TEXT UNDER STUDY:
--- START ---

Nonbonding interactions include various types of interactions that do not involve covalent bonds or hydrogen bonds, such as van der Waals forces. HBPLUS is also used to calculate these interactions using its default settings where the distance between two residues is less than 3.9 Ångströms.
Disulfide bonds are covalent bonds formed between the sulfur atoms of two cysteine residues. These bonds are crucial for stabilizing the three-dimensional structure of proteins. HBPLUS identifies these bonds based on the proximity (3.0 Ångströms) of sulfur atoms within the cysteine residues.
A salt bridge is a type of non-covalent interaction between oppositely charged residues. In the provided script, salt bridges are calculated by identifying pairs of charged residues (Aspartic Acid (ASP), Glutamic Acid (GLU), Arginine (ARG), and Lysine (LYS)) and measuring the distance between their charged atoms. A salt bridge is considered present if the distance between a pair of oppositely charged atoms is less than 3.2 Ångströms.
Genomics To Proteins portal makes available two APIs, the G2P3D API for high throughput and scalable access to Gene-Protein Isoform-Transcript-Structure mapping and the Protein Feature API for high throughput and scalable access to protein feature data.

--- END ---

REQUIRED ACTION A:
In the text on protein interactions, what distance between oppositely charged atoms indicates that a salt bridge is present?
REQUIRED ACTION B:
Quote the text on protein interactions from "Nonbonding interactions include" to "than 3.9 Ångströms.".
REQUIRED ACTION C:
Extend the text on protein interactions by writing what comes after its final sentence, the one about the two APIs of the Genomics To Proteins portal.

DATA UNDER STUDY:

--- START ---

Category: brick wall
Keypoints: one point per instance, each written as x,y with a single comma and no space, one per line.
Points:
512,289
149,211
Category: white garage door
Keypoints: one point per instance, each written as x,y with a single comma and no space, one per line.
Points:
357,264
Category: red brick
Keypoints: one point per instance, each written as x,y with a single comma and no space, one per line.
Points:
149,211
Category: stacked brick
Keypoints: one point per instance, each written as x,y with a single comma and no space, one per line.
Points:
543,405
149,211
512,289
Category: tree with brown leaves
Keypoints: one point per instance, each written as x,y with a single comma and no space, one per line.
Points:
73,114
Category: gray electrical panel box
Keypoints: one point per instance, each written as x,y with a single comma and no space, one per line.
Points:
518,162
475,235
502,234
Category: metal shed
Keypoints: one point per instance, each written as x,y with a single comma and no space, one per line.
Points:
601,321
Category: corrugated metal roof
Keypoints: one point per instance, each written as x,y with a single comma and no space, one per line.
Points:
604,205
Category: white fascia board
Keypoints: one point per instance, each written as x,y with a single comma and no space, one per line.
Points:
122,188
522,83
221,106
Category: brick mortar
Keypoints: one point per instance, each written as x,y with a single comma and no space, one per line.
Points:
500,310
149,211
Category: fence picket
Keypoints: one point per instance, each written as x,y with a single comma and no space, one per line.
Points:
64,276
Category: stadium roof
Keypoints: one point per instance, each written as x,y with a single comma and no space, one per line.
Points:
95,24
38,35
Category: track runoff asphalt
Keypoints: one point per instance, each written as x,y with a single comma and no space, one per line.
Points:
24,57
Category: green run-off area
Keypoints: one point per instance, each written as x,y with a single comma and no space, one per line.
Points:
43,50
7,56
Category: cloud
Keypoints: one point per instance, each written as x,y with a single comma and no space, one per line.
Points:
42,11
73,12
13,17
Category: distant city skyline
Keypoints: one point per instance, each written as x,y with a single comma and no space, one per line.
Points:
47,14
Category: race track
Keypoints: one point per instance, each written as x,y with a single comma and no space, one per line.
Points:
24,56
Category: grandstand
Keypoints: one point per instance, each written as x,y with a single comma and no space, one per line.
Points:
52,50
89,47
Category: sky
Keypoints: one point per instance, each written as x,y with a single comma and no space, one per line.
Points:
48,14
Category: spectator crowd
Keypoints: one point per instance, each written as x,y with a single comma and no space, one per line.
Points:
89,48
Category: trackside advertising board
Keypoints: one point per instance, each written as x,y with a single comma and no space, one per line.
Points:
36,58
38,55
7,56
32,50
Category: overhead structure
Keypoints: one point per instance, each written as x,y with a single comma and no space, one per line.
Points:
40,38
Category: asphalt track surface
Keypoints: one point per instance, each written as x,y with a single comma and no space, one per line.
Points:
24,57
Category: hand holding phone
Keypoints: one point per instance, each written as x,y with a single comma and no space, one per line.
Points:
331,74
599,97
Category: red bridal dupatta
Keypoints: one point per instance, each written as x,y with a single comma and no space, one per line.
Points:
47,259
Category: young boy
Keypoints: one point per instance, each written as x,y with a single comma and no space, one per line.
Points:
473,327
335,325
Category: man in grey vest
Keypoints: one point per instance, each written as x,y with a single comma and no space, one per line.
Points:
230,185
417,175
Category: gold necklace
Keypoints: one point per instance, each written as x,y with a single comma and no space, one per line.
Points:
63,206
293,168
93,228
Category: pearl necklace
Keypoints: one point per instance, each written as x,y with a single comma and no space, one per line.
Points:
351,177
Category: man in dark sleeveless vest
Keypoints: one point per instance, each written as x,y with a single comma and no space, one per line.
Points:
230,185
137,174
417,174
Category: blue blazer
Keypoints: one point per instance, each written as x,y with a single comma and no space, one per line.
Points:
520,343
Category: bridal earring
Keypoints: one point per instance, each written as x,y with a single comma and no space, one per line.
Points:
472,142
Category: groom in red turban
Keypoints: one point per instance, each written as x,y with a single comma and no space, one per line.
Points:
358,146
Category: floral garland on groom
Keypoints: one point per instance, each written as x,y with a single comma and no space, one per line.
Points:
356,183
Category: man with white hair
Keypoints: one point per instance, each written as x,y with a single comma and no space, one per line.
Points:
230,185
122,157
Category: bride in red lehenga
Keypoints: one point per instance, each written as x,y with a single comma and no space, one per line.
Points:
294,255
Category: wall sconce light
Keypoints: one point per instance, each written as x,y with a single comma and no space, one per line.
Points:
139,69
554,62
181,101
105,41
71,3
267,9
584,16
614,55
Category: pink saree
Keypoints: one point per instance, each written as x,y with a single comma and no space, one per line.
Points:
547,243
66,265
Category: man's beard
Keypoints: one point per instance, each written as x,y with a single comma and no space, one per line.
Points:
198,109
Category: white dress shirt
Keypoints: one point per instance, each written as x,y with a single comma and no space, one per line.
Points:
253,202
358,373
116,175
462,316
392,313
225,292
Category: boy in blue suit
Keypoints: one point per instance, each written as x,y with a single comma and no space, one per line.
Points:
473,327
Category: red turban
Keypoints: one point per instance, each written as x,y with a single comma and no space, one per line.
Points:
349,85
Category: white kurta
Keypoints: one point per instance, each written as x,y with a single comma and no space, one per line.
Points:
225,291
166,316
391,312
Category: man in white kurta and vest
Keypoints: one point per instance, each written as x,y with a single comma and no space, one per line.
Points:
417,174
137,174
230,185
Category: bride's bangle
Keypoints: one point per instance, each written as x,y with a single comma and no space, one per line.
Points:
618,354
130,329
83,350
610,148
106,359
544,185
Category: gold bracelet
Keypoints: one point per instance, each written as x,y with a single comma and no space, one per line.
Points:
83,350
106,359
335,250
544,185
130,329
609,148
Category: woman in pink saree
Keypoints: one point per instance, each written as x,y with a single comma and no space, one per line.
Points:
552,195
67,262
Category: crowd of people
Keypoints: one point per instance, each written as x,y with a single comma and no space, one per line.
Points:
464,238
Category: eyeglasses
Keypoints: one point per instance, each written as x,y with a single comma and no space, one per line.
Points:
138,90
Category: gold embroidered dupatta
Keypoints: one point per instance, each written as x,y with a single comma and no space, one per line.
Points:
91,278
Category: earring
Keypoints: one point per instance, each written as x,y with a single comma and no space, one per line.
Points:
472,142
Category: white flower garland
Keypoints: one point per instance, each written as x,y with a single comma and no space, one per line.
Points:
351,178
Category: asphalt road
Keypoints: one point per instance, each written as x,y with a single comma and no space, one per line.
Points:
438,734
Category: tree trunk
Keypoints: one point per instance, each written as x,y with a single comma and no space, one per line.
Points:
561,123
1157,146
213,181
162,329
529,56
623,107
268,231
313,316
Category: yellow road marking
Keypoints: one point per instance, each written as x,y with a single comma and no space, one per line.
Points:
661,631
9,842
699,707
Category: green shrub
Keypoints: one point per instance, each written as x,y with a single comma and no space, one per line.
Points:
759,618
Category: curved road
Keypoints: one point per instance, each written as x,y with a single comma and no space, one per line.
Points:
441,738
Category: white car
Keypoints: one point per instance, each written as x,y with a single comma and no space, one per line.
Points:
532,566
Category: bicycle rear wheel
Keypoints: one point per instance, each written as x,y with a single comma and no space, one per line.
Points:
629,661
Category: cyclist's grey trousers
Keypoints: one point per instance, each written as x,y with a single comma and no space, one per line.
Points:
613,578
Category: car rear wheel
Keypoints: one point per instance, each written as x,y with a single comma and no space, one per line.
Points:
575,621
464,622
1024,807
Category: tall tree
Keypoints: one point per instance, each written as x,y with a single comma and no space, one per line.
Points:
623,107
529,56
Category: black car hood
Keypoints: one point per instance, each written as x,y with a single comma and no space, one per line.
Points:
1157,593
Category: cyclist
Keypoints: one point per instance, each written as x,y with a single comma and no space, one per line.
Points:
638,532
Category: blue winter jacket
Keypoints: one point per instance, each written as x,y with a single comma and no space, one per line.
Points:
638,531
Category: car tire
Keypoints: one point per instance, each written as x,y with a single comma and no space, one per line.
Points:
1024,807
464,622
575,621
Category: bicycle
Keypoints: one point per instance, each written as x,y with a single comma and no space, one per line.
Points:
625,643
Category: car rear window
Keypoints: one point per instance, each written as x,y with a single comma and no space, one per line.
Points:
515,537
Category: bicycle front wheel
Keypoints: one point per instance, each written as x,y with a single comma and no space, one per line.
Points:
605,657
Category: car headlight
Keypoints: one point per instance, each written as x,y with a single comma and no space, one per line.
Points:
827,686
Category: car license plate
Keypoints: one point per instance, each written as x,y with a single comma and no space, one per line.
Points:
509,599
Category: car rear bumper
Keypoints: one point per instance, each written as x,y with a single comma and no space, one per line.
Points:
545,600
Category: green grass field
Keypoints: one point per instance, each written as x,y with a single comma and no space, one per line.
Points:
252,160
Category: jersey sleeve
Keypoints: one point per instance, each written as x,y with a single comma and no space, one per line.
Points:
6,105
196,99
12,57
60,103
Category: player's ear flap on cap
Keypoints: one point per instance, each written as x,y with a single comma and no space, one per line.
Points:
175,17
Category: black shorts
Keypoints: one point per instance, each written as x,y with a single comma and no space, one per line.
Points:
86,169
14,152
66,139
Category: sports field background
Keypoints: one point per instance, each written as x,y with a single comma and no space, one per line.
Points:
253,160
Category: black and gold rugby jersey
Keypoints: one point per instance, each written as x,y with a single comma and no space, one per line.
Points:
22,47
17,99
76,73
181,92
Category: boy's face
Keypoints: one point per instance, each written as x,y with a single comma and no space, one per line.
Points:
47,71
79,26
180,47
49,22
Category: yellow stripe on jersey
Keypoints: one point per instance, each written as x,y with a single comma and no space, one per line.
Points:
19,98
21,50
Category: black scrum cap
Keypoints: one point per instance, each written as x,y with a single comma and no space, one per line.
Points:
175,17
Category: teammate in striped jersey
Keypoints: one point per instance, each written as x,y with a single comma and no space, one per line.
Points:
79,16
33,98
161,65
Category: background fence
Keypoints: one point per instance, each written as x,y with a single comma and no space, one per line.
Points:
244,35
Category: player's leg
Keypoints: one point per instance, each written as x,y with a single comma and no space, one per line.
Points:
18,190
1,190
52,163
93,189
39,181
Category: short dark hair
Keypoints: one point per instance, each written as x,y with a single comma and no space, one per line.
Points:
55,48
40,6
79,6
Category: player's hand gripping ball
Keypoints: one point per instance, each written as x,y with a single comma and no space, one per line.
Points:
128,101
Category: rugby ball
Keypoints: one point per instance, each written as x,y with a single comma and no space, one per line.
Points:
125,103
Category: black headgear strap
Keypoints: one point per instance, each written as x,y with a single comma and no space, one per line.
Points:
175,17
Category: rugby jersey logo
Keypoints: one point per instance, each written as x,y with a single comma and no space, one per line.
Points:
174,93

--- END ---

RESPONSE BOX A:
A salt bridge is present if the distance is less than 3.2 Ångströms.

RESPONSE BOX B:
Nonbonding interactions include various types of interactions that do not involve covalent bonds or hydrogen bonds, such as van der Waals forces. HBPLUS is also used to calculate these interactions using its default settings where the distance between two residues is less than 3.9 Ångströms.

RESPONSE BOX C:
Swagger page: https://g2p.broadinsitute.org/api-docs/
Client Library: https://github.com/broadinstitute/g2papi
For pairwise protein isoform sequence alignment, Genomics To Proteins portal uses Gotoh's optimization for the Needleman-Wunsch algorithm. The implementation uses a gap open penalty of -12 and gap extend penalty of -1, as described in biopython based on Durbin et al's description. For isoform alignment, the implementation uses a mismatch penalty of -20 and a match reward of +1, as opposed to the BLASTP matrix commonly used for other peptides. The reason for this is that in the case of an isoform alignment for genetic interpretation, the purpose of the alignment is to identify identical sequences resulting from translation of the same exon shared between isoforms.
Gotoh O. An improved algorithm for matching biological sequences. J Mol Biol. 1982 Dec 15;162(3):705-8. doi: 10.1016/0022-2836(82)90398-9. PMID: 7166760.
Needleman SB, Wunsch CD. A general method applicable to the search for similarities in the amino acid sequence of two proteins. J Mol Biol. 1970 Mar;48(3):443-53. doi: 10.1016/0022-2836(70)90057-4. PMID: 5420325.
Durbin R, Eddy SR, Krogh A, Mitchison G. Biological Sequence Analysis: Probabilistic Models of Proteins and Nucleic Acids. Cambridge University Press; 1998.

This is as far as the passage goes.